**Required work:**
Copy the records below exactly, leaving out any pictures.

*** The data ***

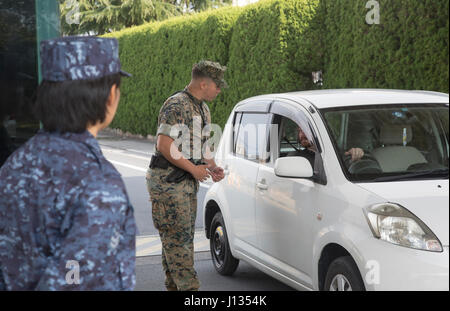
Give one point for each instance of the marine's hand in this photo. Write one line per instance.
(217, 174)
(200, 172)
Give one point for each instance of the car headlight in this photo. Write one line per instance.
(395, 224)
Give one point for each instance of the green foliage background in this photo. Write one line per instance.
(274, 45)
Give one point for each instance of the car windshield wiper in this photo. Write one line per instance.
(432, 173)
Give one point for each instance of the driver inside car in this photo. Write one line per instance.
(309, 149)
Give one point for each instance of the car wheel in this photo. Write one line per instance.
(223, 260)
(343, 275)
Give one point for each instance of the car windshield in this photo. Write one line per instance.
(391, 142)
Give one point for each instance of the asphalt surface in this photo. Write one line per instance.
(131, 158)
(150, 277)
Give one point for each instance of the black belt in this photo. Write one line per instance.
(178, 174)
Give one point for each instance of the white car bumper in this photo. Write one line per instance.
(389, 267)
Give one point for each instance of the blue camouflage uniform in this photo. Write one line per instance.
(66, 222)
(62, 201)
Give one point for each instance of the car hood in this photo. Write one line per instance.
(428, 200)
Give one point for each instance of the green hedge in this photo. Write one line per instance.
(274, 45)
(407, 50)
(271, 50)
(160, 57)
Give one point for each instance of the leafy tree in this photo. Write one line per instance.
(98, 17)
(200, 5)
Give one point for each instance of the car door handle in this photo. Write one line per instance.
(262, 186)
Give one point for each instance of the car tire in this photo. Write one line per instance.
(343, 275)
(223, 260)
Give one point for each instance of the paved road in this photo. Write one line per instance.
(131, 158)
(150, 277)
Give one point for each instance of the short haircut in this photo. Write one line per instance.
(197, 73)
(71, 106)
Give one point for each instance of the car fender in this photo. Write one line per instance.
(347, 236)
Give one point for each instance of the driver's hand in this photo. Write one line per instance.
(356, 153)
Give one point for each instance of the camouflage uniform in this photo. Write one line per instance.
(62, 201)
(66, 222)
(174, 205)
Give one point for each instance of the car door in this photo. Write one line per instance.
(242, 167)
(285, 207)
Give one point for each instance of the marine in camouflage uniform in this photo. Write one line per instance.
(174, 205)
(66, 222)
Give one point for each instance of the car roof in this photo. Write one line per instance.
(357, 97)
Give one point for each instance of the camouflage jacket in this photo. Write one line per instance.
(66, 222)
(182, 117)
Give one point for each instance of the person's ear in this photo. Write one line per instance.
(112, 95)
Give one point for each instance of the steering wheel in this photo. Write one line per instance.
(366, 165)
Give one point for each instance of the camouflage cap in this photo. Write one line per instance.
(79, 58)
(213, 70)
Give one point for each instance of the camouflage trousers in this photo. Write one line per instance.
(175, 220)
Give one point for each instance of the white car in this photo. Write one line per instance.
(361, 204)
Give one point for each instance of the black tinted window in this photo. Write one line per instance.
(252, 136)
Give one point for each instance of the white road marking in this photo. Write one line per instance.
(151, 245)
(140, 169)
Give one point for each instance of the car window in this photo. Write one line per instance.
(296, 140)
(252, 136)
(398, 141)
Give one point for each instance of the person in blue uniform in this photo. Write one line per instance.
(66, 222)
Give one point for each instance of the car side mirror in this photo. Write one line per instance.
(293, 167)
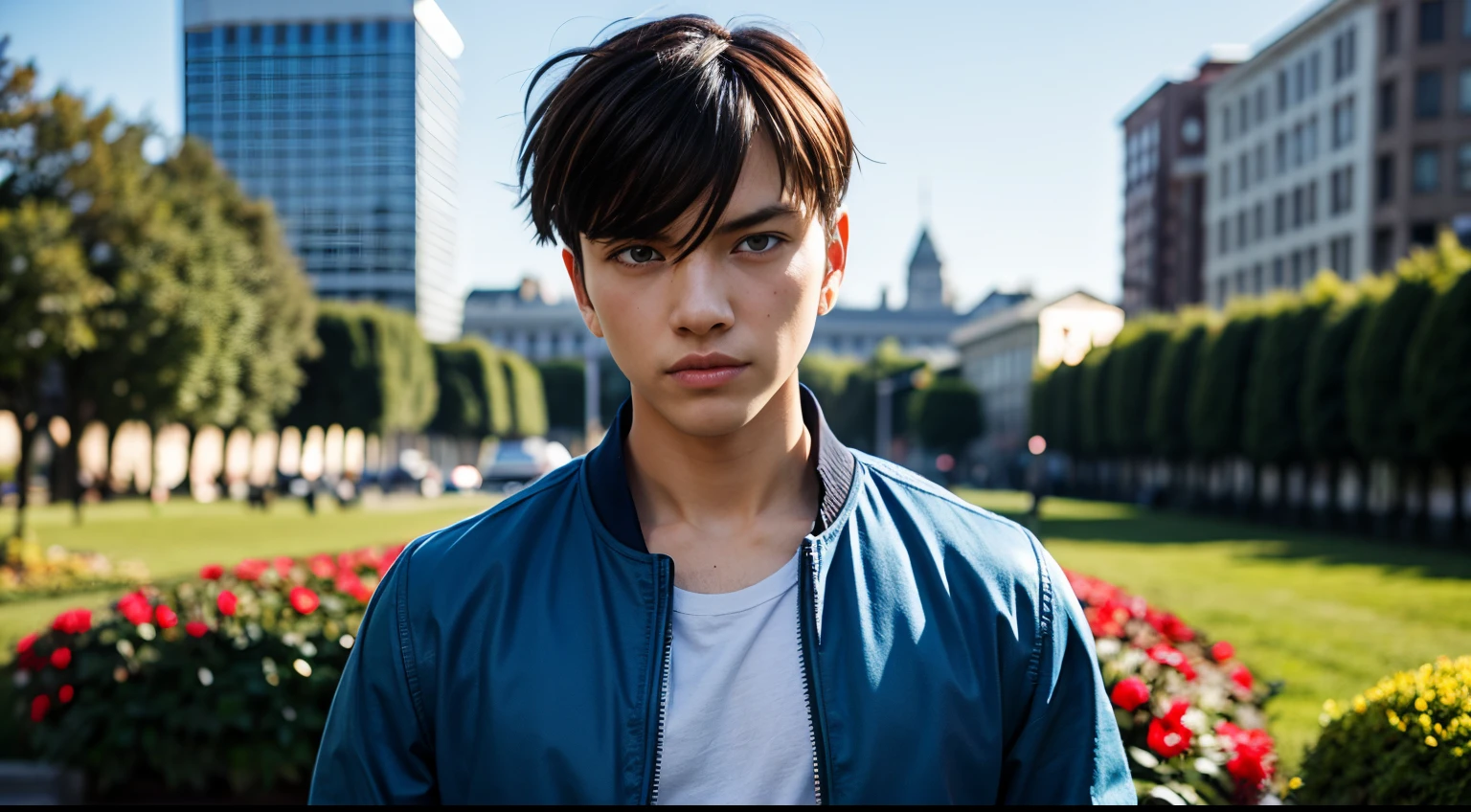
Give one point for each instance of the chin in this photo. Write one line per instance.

*** End of The data ***

**Your solution:**
Give one point for each instance of the marine's hand in this photo. Write one line per instance.
(217, 174)
(200, 172)
Give one point for each instance of the car headlight in this photo. Write one line per instance.
(395, 224)
Give one point for each instance of the green foliage background in this photo. Write one line per instance.
(274, 45)
Give one point for each instance of the car windshield wiper in this photo. Write one line per instance.
(432, 173)
Give one point for each instance of the driver inside car in this photo. Write one line per instance.
(309, 149)
Give one point for each instance of the car wheel in this photo. Write one line per instance.
(223, 260)
(343, 275)
Give one point for each instance of the car windshield in this photo. Write one line per instance.
(391, 142)
Give one point for each instance of the asphalt surface in this photo. Write one line per instance.
(131, 158)
(150, 277)
Give one point for each instance of the black belt in this photo. Write one line per instance.
(178, 174)
Give one point for each instance of the white car bumper in this photo. Write one line per instance.
(389, 267)
Give one point for each instance of the blue camouflage uniform in this photo. Write one line per instance.
(66, 222)
(62, 201)
Give one point for each instance of the car hood in this photo. Write one line per instance.
(428, 200)
Give one point for each instance of the green hedge in this photo. Write one line per instance.
(274, 45)
(407, 50)
(271, 50)
(160, 57)
Give one point for each instance of the leafy tree in this photo. Write one line per instance.
(98, 17)
(200, 5)
Give one point for each instance of the car door handle in this photo. Write one line per instance.
(262, 186)
Give one point for each instance of the car tire in this photo. Write one line per instance.
(343, 275)
(223, 260)
Give one point for each instance of the paved road in this photo. Write one line per instance.
(131, 158)
(150, 277)
Give one point for each instance of the short haircut in this photo. Write one line per instance.
(197, 73)
(71, 106)
Give one point for each instance of the car fender in this photo. Write one line per instance.
(347, 236)
Give one point for each instance of the driver's hand in this photo. Write one line per instance.
(356, 153)
Give one point for each instance of the camouflage uniform in this photo. Write one line per instance.
(62, 201)
(66, 222)
(174, 205)
Give one point for each instance of the car door in this photo. Write one line per instance.
(242, 167)
(285, 207)
Give one point for each instance of the marine in camouflage uniform in this photo. Write one line per instance.
(174, 205)
(66, 222)
Give one point for each instance of the car roof in this photo. Write one line per instance.
(357, 97)
Give one point for each instance of the camouflage jacket in this photo. Write one line per instance.
(66, 222)
(182, 117)
Give one point for each instance of the person's ear in this photo. Write one line per instance.
(112, 95)
Give one point for each instance of the steering wheel in this photo. Write one line per instance.
(366, 165)
Give one point for each instance of the camouflage cap in this photo. Write one line per instance.
(79, 58)
(213, 70)
Give one point for each instance of the camouflage trousers in this photo. Write one line per instance.
(175, 220)
Give one point for each instance of the white car in this photo. Write one line per instance.
(361, 204)
Give one point for each instance of the black tinted window in this photo. Write one line per instance.
(252, 136)
Give one point for each instance of the white road marking in this photo. Write one line per instance.
(151, 245)
(140, 169)
Give one point for each instance of the car window in this photo. Write one line per instance.
(296, 140)
(252, 136)
(398, 141)
Give one point for each instance of the person in blue uniform in this photo. Write one line per instance.
(66, 222)
Give one point for each instance of the car side mirror in this photo. Write one line per instance.
(293, 167)
Give one point for each instance of the chin in this photo. Write one line per instance.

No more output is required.